*** STUDY TEXT ***
Professor Henry Okazaki

 

This image is the property of Shihan Russ Rhodes Pacific Coast Academy of Martial Arts, Los Gatos California.

Professor Henry Seishiro Okazaki, Jujitsu Master, Founder of the Kodenkan Jujitsu System, was born in Japan on January 28, 1890.

He studied and mastered the Yoshin, Kosogabe, Shibukawa-ryu, Yoshin-ryu, Namba-Shoshin-Ryu as well as Kodokan Judo. Besides this he became expert in Okinawan Karate, Chinese Kung-Fu, Hawaiian Lua, and Filipino Knife Play, as well as American Boxing and Wrestling.

In 1924, he toured Japan, making an exhaustive study of many systems, when he visited more than 50 dojos and acquired nearly 700 kinds of techniques or forms. He also made an exhaustive study of Kappo and Seifukujitsu, recognizing that the virtue of Jujitsu lay in the possibility of reversing the effects of deadly or disabling arts by restoration and treatment.

By working diligently he evolved 2 systems of self-defense Jujitsu which comprised courses for men, women, and children, and included defenses against,the knife, sword, club, gun, bayonet, or hands and feet.

In this system, which he called Kodenkan (School of the Ancient Tradition) he stressed the ancient principles of philosophical and moral  training while retaining the best of the arts of self-defense, and restoration, and combined these with the system of physical culture and mental cultivation now known as sports Judo. He thus achieved a true synthesis of ancient and modern elements which is a complete system of Judo and Jujitsu.


In 1930 Professor Okazaki opened the Nikko Sanatorium of Restoration Massage jn Honolulu, where he earned international  fame because of his great-skill as a physical therapist. That same year he opened his school-- now known as the America Jujitsu Institute Hawaii.

His life from that time forward was devoted to instructing worthy Americans without regard to national origin in the sciences of Judo and Jujitsu and to the developing of disciples who would introduce his system throughout the United States of America.

At the time of his death in July, 1951, thousands of students had studied in his school, and his system - the Kodenkan -  remains today the most widely taught and widely imitated system of self-defense Jujitsu in the United States.
*** End of STUDY TEXT ***
*** DATA EXCERPTS ***
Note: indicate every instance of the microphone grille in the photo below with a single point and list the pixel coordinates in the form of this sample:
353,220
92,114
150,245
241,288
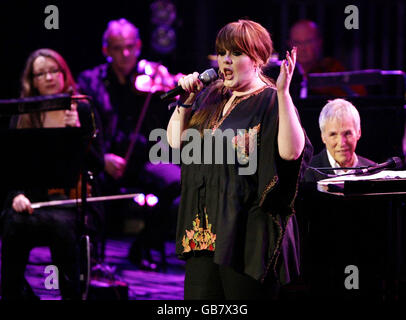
*** End of DATA EXCERPTS ***
Reproduce the passage of the text on Henry Okazaki word for word, from "In this system, which" to "Judo and Jujitsu.". These records were taken from a separate source.

**TASK ANSWER**.
In this system, which he called Kodenkan (School of the Ancient Tradition) he stressed the ancient principles of philosophical and moral  training while retaining the best of the arts of self-defense, and restoration, and combined these with the system of physical culture and mental cultivation now known as sports Judo. He thus achieved a true synthesis of ancient and modern elements which is a complete system of Judo and Jujitsu.